Assignment » Copy out the data word for word, from its beginning up to and including the line that contains "positive clicks: (675, 305)". Leave the pictures out of your answer.

Provided data »

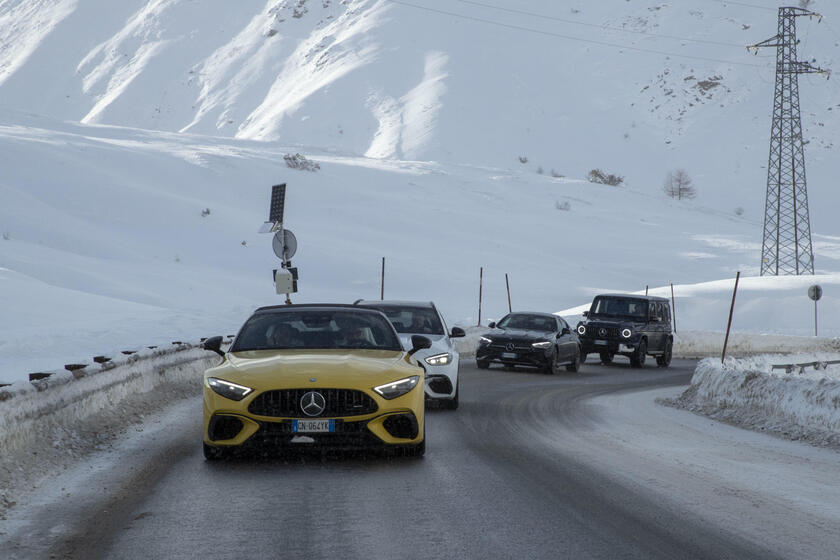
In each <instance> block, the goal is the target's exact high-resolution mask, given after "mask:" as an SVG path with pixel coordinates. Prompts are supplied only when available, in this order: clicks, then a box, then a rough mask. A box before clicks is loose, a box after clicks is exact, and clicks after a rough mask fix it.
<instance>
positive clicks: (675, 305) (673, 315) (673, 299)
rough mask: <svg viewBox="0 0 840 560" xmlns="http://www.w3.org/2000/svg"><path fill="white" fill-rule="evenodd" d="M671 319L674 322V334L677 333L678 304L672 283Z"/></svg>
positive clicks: (672, 284)
mask: <svg viewBox="0 0 840 560" xmlns="http://www.w3.org/2000/svg"><path fill="white" fill-rule="evenodd" d="M668 283H669V284H671V318H672V319H673V321H674V332H675V333H676V332H677V304H676V302H675V301H674V285H673V284H672V283H671V282H668Z"/></svg>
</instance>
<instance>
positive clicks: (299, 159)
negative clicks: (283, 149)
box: [283, 154, 321, 171]
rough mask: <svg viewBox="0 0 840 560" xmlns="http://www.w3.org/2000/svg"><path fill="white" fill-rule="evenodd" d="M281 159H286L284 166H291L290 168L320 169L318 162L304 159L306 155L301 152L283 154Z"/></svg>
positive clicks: (296, 168) (316, 170) (315, 170)
mask: <svg viewBox="0 0 840 560" xmlns="http://www.w3.org/2000/svg"><path fill="white" fill-rule="evenodd" d="M283 159H284V160H286V167H291V168H292V169H300V170H303V171H318V170H319V169H321V166H320V165H318V163H316V162H314V161H311V160H308V159H306V157H304V156H302V155H301V154H295V155H291V154H286V155H285V156H283Z"/></svg>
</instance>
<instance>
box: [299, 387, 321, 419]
mask: <svg viewBox="0 0 840 560" xmlns="http://www.w3.org/2000/svg"><path fill="white" fill-rule="evenodd" d="M325 408H327V399H325V398H324V395H322V394H321V393H318V392H316V391H309V392H308V393H304V395H303V396H302V397H301V398H300V409H301V410H302V411H303V413H304V414H306V415H307V416H318V415H320V414H321V413H322V412H324V409H325Z"/></svg>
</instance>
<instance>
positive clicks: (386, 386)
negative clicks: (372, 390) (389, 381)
mask: <svg viewBox="0 0 840 560" xmlns="http://www.w3.org/2000/svg"><path fill="white" fill-rule="evenodd" d="M419 382H420V376H419V375H412V376H411V377H406V378H405V379H400V380H399V381H393V382H391V383H386V384H385V385H380V386H379V387H374V388H373V390H374V391H376V392H377V393H379V394H380V395H382V396H383V397H384V398H386V399H388V400H391V399H395V398H397V397H401V396H403V395H404V394H406V393H408V392H409V391H411V390H412V389H414V388H415V387H416V386H417V383H419Z"/></svg>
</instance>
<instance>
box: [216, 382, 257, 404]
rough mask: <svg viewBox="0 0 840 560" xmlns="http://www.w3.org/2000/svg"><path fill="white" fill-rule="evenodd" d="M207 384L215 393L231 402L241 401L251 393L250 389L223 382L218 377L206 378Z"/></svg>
mask: <svg viewBox="0 0 840 560" xmlns="http://www.w3.org/2000/svg"><path fill="white" fill-rule="evenodd" d="M207 384H208V385H209V386H210V388H211V389H213V390H214V391H215V392H216V393H218V394H220V395H222V396H223V397H225V398H226V399H230V400H233V401H241V400H242V399H244V398H245V397H247V396H248V395H249V394H250V393H251V392H252V391H253V389H251V388H250V387H245V386H244V385H237V384H236V383H231V382H230V381H225V380H224V379H219V378H218V377H208V378H207Z"/></svg>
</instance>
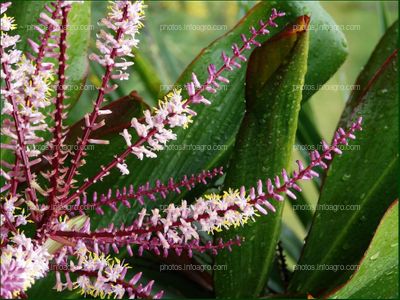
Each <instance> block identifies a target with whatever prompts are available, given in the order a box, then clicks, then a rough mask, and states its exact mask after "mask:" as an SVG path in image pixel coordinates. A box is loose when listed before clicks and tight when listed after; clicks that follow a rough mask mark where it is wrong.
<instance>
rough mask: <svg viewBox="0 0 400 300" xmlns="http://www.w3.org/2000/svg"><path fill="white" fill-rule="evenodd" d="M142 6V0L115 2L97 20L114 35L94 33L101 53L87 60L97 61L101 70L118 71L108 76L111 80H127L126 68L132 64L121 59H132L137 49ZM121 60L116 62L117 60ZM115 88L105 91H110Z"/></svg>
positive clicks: (107, 33) (102, 33)
mask: <svg viewBox="0 0 400 300" xmlns="http://www.w3.org/2000/svg"><path fill="white" fill-rule="evenodd" d="M143 8H144V5H143V2H142V1H136V2H134V3H132V2H130V1H115V2H112V3H111V4H110V7H109V8H108V11H109V12H108V15H107V17H106V18H103V19H102V20H101V21H100V24H101V25H104V26H105V27H106V28H108V29H109V30H110V31H112V32H113V33H114V34H110V33H109V32H107V31H105V30H101V31H100V33H98V34H97V40H96V47H97V49H98V50H99V51H100V54H99V55H98V54H94V53H92V54H91V55H90V56H89V58H90V59H92V60H94V61H97V62H98V63H99V64H100V65H102V66H103V67H106V68H107V69H109V70H110V71H111V69H113V68H115V69H118V73H116V74H115V73H114V74H111V78H112V79H119V80H127V79H128V78H129V73H127V72H125V71H126V70H127V68H128V67H129V66H131V65H133V62H132V61H126V60H125V58H123V56H128V57H133V53H132V49H133V48H136V47H137V46H138V44H139V40H138V39H137V38H136V35H137V33H138V32H139V29H140V28H141V27H143V24H142V22H141V21H142V19H143V18H144V11H143ZM117 58H120V60H119V61H116V59H117ZM112 88H114V87H111V88H108V89H107V90H110V89H112Z"/></svg>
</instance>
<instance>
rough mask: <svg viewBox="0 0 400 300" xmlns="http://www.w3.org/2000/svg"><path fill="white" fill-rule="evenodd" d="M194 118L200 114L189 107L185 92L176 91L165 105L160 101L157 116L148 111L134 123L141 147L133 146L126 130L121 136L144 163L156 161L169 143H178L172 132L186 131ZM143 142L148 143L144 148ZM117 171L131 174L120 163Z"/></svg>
mask: <svg viewBox="0 0 400 300" xmlns="http://www.w3.org/2000/svg"><path fill="white" fill-rule="evenodd" d="M194 115H196V113H195V112H194V111H193V110H191V109H190V108H189V106H187V105H186V106H185V101H184V100H183V99H182V95H181V90H173V91H172V92H170V93H168V94H167V95H166V96H165V97H164V100H163V101H161V100H160V101H159V105H158V107H157V108H156V109H155V110H154V112H153V113H151V112H150V110H146V111H144V118H143V120H138V119H137V118H133V119H132V121H131V127H132V128H134V129H135V131H136V134H137V136H138V137H139V143H141V145H138V143H135V144H132V135H131V134H129V132H128V130H127V129H124V130H123V131H122V132H121V135H122V136H123V138H124V139H125V142H126V144H127V146H128V147H129V148H130V149H131V151H132V153H133V154H134V155H136V156H137V157H138V158H139V159H140V160H141V159H143V157H144V156H146V157H150V158H155V157H157V155H156V153H155V152H156V151H160V150H163V149H164V147H165V145H166V144H167V142H168V141H170V140H175V139H176V134H175V133H173V132H172V130H171V129H170V128H174V127H183V128H186V127H187V126H188V124H189V123H190V122H192V120H191V117H192V116H194ZM167 126H168V127H169V128H168V127H167ZM142 141H146V142H147V144H148V145H142V143H143V142H142ZM117 167H118V168H119V170H120V171H121V173H122V174H123V175H127V174H129V170H128V168H127V165H126V164H125V163H124V162H120V163H118V164H117Z"/></svg>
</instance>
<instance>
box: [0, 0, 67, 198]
mask: <svg viewBox="0 0 400 300" xmlns="http://www.w3.org/2000/svg"><path fill="white" fill-rule="evenodd" d="M10 4H11V3H10V2H8V3H2V4H1V14H2V17H1V41H0V53H1V55H0V56H1V65H2V68H1V79H2V80H3V82H4V83H5V84H4V85H3V86H2V88H1V94H2V96H3V97H4V100H5V101H4V102H3V108H2V116H3V119H2V126H1V127H2V128H1V133H2V134H3V135H4V136H6V137H8V139H7V140H5V142H4V143H3V144H2V145H1V146H2V148H3V149H8V150H11V151H12V152H14V154H15V156H16V162H15V165H14V166H13V165H11V164H9V163H7V162H4V164H2V165H3V167H5V168H6V169H9V170H7V171H5V170H3V171H1V175H2V176H3V177H5V178H6V179H7V177H11V178H13V180H12V181H14V182H15V181H19V182H22V181H26V180H35V176H36V175H34V174H32V178H26V177H27V176H26V174H23V172H21V170H22V169H23V166H22V163H21V161H25V162H24V163H26V161H28V160H29V165H30V166H33V165H35V164H37V163H39V162H40V161H41V160H40V158H38V156H39V155H40V153H41V152H40V151H39V150H38V149H37V148H36V147H35V145H36V144H38V143H41V142H43V138H42V137H41V133H42V132H44V131H48V130H49V127H48V125H47V124H46V121H45V119H46V114H45V113H43V111H42V110H41V109H43V108H45V107H47V106H49V105H50V104H51V103H52V101H51V98H52V92H53V90H52V87H51V85H52V81H53V76H54V64H53V63H52V62H50V61H49V60H48V59H46V58H54V57H56V56H57V55H58V54H57V51H56V48H57V45H56V44H57V42H56V41H57V39H58V38H59V36H58V35H57V32H58V31H59V25H58V23H57V18H59V16H60V9H61V6H62V5H63V6H64V5H65V3H63V4H61V3H60V2H55V3H51V5H50V6H47V5H46V10H47V12H48V13H50V16H49V15H48V14H46V13H44V12H43V13H41V15H40V18H39V22H40V23H41V24H42V25H43V26H46V31H44V30H43V29H42V28H40V27H39V26H35V28H36V30H37V31H38V32H39V34H40V39H41V44H40V45H38V44H37V43H35V42H34V41H33V40H31V39H28V40H27V42H28V44H29V45H30V47H31V48H32V53H28V52H27V53H26V55H24V54H23V53H22V51H20V50H18V49H16V45H17V42H19V40H20V37H19V36H18V35H11V34H10V31H11V30H13V29H15V28H16V25H15V23H14V21H15V20H14V18H11V17H8V16H7V15H6V14H4V13H5V12H6V11H7V8H8V7H9V6H10ZM3 14H4V15H3ZM21 148H24V149H23V151H24V153H22V152H21ZM25 148H26V149H25ZM9 181H10V180H9ZM30 184H32V183H30ZM5 188H6V189H9V188H11V189H13V187H12V184H11V185H8V186H5ZM13 193H14V192H13Z"/></svg>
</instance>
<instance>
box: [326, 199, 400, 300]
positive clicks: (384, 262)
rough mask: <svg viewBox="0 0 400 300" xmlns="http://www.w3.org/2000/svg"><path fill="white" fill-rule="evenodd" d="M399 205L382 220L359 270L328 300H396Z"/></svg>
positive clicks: (369, 245)
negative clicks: (362, 299)
mask: <svg viewBox="0 0 400 300" xmlns="http://www.w3.org/2000/svg"><path fill="white" fill-rule="evenodd" d="M398 240H399V202H398V201H396V202H394V203H393V205H392V206H391V207H390V208H389V209H388V211H387V212H386V214H385V215H384V216H383V218H382V220H381V222H380V224H379V226H378V229H377V230H376V232H375V235H374V238H373V239H372V241H371V244H370V245H369V248H368V250H367V252H366V253H365V255H364V257H363V259H362V260H361V262H360V265H359V269H358V270H357V271H356V272H355V274H354V275H353V276H352V277H351V279H350V280H349V281H348V282H346V284H345V285H344V286H342V287H341V288H340V289H339V290H338V291H337V292H335V293H333V294H332V295H329V296H328V298H330V299H398V295H399V281H398V280H399V268H398V266H399V243H398Z"/></svg>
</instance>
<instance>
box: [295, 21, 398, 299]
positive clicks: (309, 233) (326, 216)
mask: <svg viewBox="0 0 400 300" xmlns="http://www.w3.org/2000/svg"><path fill="white" fill-rule="evenodd" d="M396 38H397V26H395V27H394V28H391V29H389V30H388V32H387V34H386V35H385V36H384V37H383V39H382V40H381V41H380V43H379V45H378V46H377V48H376V50H375V51H374V53H373V54H372V56H371V59H370V61H369V62H368V63H367V66H366V68H365V69H364V71H363V72H362V73H361V75H360V76H359V79H358V80H357V82H358V83H359V84H360V92H358V91H357V92H355V93H354V94H353V95H352V96H351V98H350V101H349V102H348V103H347V106H346V109H345V111H344V113H343V115H342V120H341V122H340V124H339V125H340V126H342V127H346V126H348V125H349V123H350V122H351V121H352V120H354V119H355V118H356V117H358V116H363V118H364V121H363V131H362V132H359V133H357V139H356V140H355V141H353V142H351V144H350V146H349V147H348V148H347V149H343V152H344V154H343V155H342V156H337V157H335V158H334V160H333V162H332V164H331V165H330V168H329V170H328V173H327V175H326V178H325V183H324V185H323V188H322V191H321V195H320V199H319V202H318V204H319V205H336V208H337V209H338V210H336V211H335V210H332V209H330V210H328V209H326V210H322V209H319V210H317V212H316V214H315V217H314V220H313V224H312V227H311V230H310V232H309V234H308V236H307V239H306V245H305V247H304V249H303V253H302V257H301V259H300V262H299V270H298V271H297V272H295V274H294V278H293V281H292V283H291V289H292V291H294V292H300V293H311V294H313V295H314V294H315V295H318V294H319V293H320V292H322V291H327V290H329V289H331V288H333V287H335V286H337V285H340V284H341V283H343V282H344V281H345V280H347V279H348V277H349V276H350V274H351V272H350V271H346V270H338V271H337V272H333V271H329V270H316V269H315V270H314V271H312V272H310V271H307V270H309V269H310V268H317V267H318V266H320V265H342V266H345V267H346V266H349V265H354V264H356V263H357V262H358V261H359V260H360V259H361V257H362V255H363V253H364V252H365V250H366V248H367V247H368V245H369V243H370V240H371V238H372V235H373V233H374V231H375V229H376V227H377V226H378V223H379V220H380V219H381V218H382V215H383V214H384V212H385V211H386V209H387V208H388V206H389V205H390V203H391V202H392V200H393V199H395V197H396V195H397V176H396V174H397V172H398V155H399V154H398V133H399V131H398V122H399V117H398V107H399V100H398V81H397V77H398V69H397V68H398V66H397V49H396V47H397V46H396V45H395V43H394V40H395V39H396ZM366 74H367V75H368V76H367V75H366ZM339 205H340V206H339ZM332 207H335V206H332ZM341 207H342V208H341ZM303 266H304V267H303ZM345 267H343V268H345ZM301 268H303V269H304V270H300V269H301Z"/></svg>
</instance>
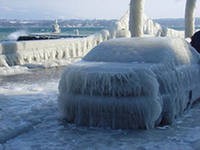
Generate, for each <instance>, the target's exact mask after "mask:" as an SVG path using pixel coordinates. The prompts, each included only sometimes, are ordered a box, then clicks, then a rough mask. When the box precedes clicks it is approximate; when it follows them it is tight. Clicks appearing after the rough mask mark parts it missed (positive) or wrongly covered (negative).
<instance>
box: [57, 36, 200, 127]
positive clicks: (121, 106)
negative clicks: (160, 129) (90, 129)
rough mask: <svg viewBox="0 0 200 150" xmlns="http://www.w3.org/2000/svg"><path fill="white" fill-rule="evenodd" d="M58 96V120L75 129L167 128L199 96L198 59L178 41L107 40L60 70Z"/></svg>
mask: <svg viewBox="0 0 200 150" xmlns="http://www.w3.org/2000/svg"><path fill="white" fill-rule="evenodd" d="M59 92H60V95H59V104H60V110H61V112H62V115H63V117H64V118H65V119H66V120H67V121H68V122H73V123H76V124H77V125H87V126H101V127H107V126H108V127H112V128H147V129H148V128H153V127H155V126H157V125H165V124H171V123H173V121H174V119H175V118H176V117H178V116H180V115H181V114H182V113H183V112H184V111H185V110H186V109H187V108H189V107H190V106H191V104H192V103H193V102H194V101H196V100H197V99H198V98H200V56H199V54H198V53H197V52H196V51H195V49H194V48H192V47H191V46H190V45H189V44H188V43H187V42H185V40H182V39H179V38H127V39H126V38H124V39H123V38H122V39H116V40H110V41H107V42H103V43H101V44H100V45H99V46H97V47H95V48H94V49H93V50H91V51H90V52H89V53H88V54H87V55H86V56H85V57H84V58H83V61H80V62H77V63H74V64H72V65H69V66H68V67H67V68H66V70H65V72H64V73H63V75H62V77H61V80H60V84H59Z"/></svg>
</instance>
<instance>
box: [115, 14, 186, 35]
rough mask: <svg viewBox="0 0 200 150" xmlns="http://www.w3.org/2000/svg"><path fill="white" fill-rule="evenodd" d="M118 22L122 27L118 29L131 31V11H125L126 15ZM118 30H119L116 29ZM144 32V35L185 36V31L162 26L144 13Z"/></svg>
mask: <svg viewBox="0 0 200 150" xmlns="http://www.w3.org/2000/svg"><path fill="white" fill-rule="evenodd" d="M117 24H120V28H118V30H122V29H123V30H126V31H129V11H127V12H126V13H125V15H124V16H122V17H121V19H120V20H119V21H118V23H117ZM115 32H117V31H115ZM143 33H144V36H145V35H148V36H156V37H157V36H158V37H159V36H161V37H165V36H167V37H179V38H184V31H177V30H174V29H170V28H167V27H165V26H162V25H160V24H158V23H156V22H154V21H153V20H152V19H150V18H148V17H147V16H145V15H143Z"/></svg>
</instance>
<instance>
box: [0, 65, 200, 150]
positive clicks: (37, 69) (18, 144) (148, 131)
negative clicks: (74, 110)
mask: <svg viewBox="0 0 200 150" xmlns="http://www.w3.org/2000/svg"><path fill="white" fill-rule="evenodd" d="M7 71H8V73H7V74H6V73H5V72H6V69H4V73H3V74H1V75H0V150H47V149H48V150H77V149H81V150H84V149H86V150H93V149H97V150H104V149H106V150H107V149H108V150H109V149H110V150H115V149H121V150H129V149H131V150H134V149H135V150H160V149H162V150H169V149H171V150H199V149H200V117H199V114H200V103H196V104H194V105H193V107H192V109H190V110H188V111H187V112H185V114H183V115H182V116H181V117H180V118H177V119H176V121H175V123H174V124H173V125H171V126H164V127H157V128H155V129H152V130H111V129H101V128H89V127H76V126H75V125H73V124H67V123H66V122H64V121H63V120H61V119H60V116H59V110H58V106H57V96H58V82H59V78H60V75H61V73H62V71H63V67H59V68H51V69H32V70H30V69H26V68H23V69H22V68H20V67H19V68H16V67H15V68H9V69H8V70H7Z"/></svg>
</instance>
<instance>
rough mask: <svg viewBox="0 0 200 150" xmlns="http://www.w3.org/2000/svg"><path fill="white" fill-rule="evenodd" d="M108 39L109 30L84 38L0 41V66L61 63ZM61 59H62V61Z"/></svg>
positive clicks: (82, 52) (105, 30) (88, 36)
mask: <svg viewBox="0 0 200 150" xmlns="http://www.w3.org/2000/svg"><path fill="white" fill-rule="evenodd" d="M108 39H109V31H107V30H102V31H101V32H99V33H96V34H94V35H91V36H88V37H85V38H75V39H73V38H71V39H58V40H39V41H20V42H15V41H13V42H3V43H0V66H13V65H25V64H48V63H49V64H50V65H52V64H53V63H54V64H53V65H56V64H57V65H62V63H63V61H65V63H66V62H71V61H74V60H76V59H80V58H82V57H83V56H84V55H85V54H86V53H88V51H89V50H91V49H92V48H93V47H94V46H96V45H98V44H99V43H100V42H102V41H105V40H108ZM62 60H63V61H62Z"/></svg>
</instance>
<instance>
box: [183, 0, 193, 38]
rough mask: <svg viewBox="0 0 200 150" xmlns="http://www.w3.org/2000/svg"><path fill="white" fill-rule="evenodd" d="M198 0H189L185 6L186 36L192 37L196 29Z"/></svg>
mask: <svg viewBox="0 0 200 150" xmlns="http://www.w3.org/2000/svg"><path fill="white" fill-rule="evenodd" d="M195 6H196V0H187V2H186V7H185V38H188V37H192V35H193V33H194V31H195V19H194V18H195V13H194V10H195Z"/></svg>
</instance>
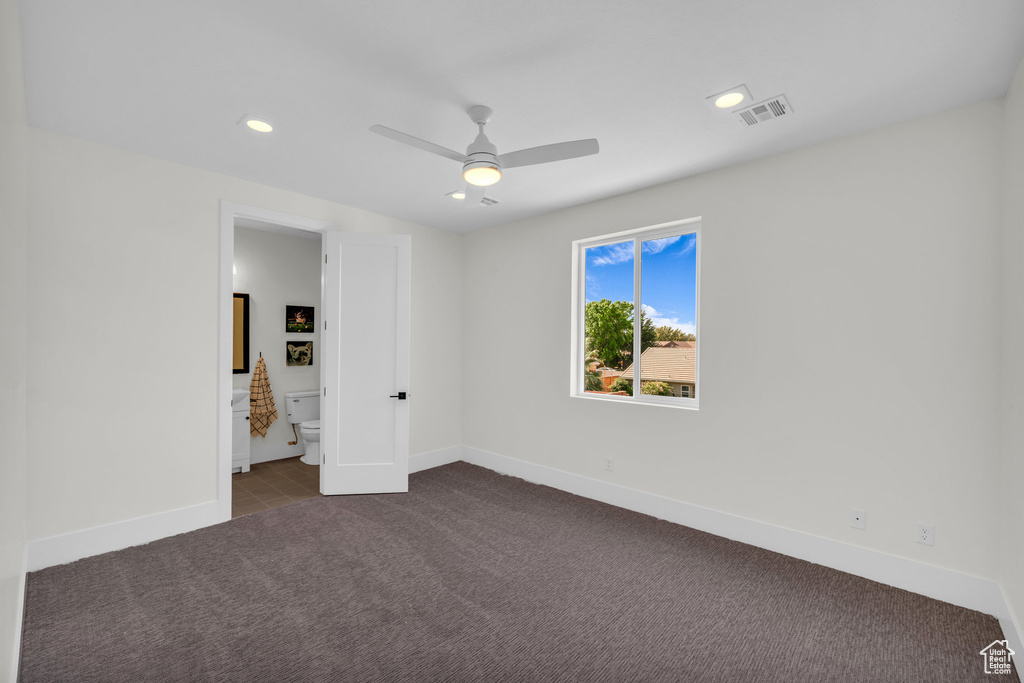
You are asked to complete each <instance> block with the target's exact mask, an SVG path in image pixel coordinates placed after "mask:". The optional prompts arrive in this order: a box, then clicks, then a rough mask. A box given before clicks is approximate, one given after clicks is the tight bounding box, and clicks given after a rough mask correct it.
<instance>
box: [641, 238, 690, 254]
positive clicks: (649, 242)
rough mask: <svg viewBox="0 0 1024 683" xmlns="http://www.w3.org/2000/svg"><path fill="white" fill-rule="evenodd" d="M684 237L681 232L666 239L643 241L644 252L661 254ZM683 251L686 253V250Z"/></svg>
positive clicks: (666, 238)
mask: <svg viewBox="0 0 1024 683" xmlns="http://www.w3.org/2000/svg"><path fill="white" fill-rule="evenodd" d="M682 237H683V236H681V234H677V236H676V237H674V238H665V239H664V240H650V241H649V242H645V243H643V252H644V253H645V254H660V253H662V252H664V251H665V250H666V249H668V248H669V247H671V246H672V245H674V244H676V243H677V242H679V241H680V240H681V239H682ZM683 253H685V251H684V252H683Z"/></svg>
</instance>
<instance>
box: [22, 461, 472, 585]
mask: <svg viewBox="0 0 1024 683" xmlns="http://www.w3.org/2000/svg"><path fill="white" fill-rule="evenodd" d="M288 447H289V446H285V449H288ZM299 450H300V451H301V444H300V447H299ZM279 451H281V450H280V449H279ZM262 455H264V456H265V455H269V453H268V452H265V453H264V454H262ZM281 457H282V458H290V457H293V456H291V455H288V454H281ZM276 459H278V458H267V460H276ZM460 460H462V447H461V446H458V445H454V446H451V447H447V449H440V450H438V451H431V452H429V453H421V454H418V455H416V456H410V458H409V471H410V472H419V471H420V470H425V469H430V468H431V467H439V466H440V465H446V464H449V463H455V462H458V461H460ZM219 512H220V503H219V502H218V501H211V502H209V503H203V504H201V505H194V506H191V507H187V508H180V509H178V510H170V511H168V512H160V513H156V514H152V515H146V516H144V517H136V518H134V519H127V520H124V521H120V522H113V523H111V524H103V525H100V526H93V527H92V528H87V529H82V530H80V531H70V532H68V533H61V535H59V536H51V537H49V538H46V539H38V540H36V541H30V542H29V547H28V558H27V567H28V570H29V571H36V570H38V569H45V568H46V567H49V566H54V565H56V564H65V563H66V562H74V561H75V560H80V559H82V558H83V557H92V556H93V555H99V554H100V553H109V552H111V551H114V550H121V549H122V548H130V547H131V546H138V545H141V544H143V543H150V542H151V541H157V540H158V539H164V538H166V537H169V536H176V535H178V533H184V532H185V531H193V530H195V529H198V528H202V527H204V526H210V525H211V524H216V523H218V522H220V521H222V520H221V519H220V516H219Z"/></svg>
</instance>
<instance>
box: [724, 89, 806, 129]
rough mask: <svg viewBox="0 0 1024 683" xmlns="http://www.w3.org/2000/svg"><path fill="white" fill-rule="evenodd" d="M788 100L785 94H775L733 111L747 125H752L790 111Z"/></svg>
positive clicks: (737, 116)
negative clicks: (786, 97) (752, 103)
mask: <svg viewBox="0 0 1024 683" xmlns="http://www.w3.org/2000/svg"><path fill="white" fill-rule="evenodd" d="M792 111H793V110H792V108H791V106H790V102H788V100H786V98H785V95H777V96H775V97H771V98H769V99H766V100H764V101H762V102H758V103H757V104H751V105H750V106H746V108H743V109H741V110H737V111H736V112H733V114H735V115H736V117H738V118H739V120H740V121H741V122H742V123H743V124H744V125H748V126H753V125H754V124H758V123H762V122H764V121H771V120H772V119H777V118H779V117H780V116H785V115H786V114H790V113H791V112H792Z"/></svg>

Solution »
In each <instance> block, the goal is the target's exact high-resolution mask, given after "mask:" as an SVG path with pixel coordinates. Prompts are supplied only when available, in this order: clicks, then a box, then a rough mask. A box before clicks is loose, a box after clicks is exact, and clicks after a rough mask fix it.
<instance>
positive clicks: (675, 305) (673, 315) (673, 299)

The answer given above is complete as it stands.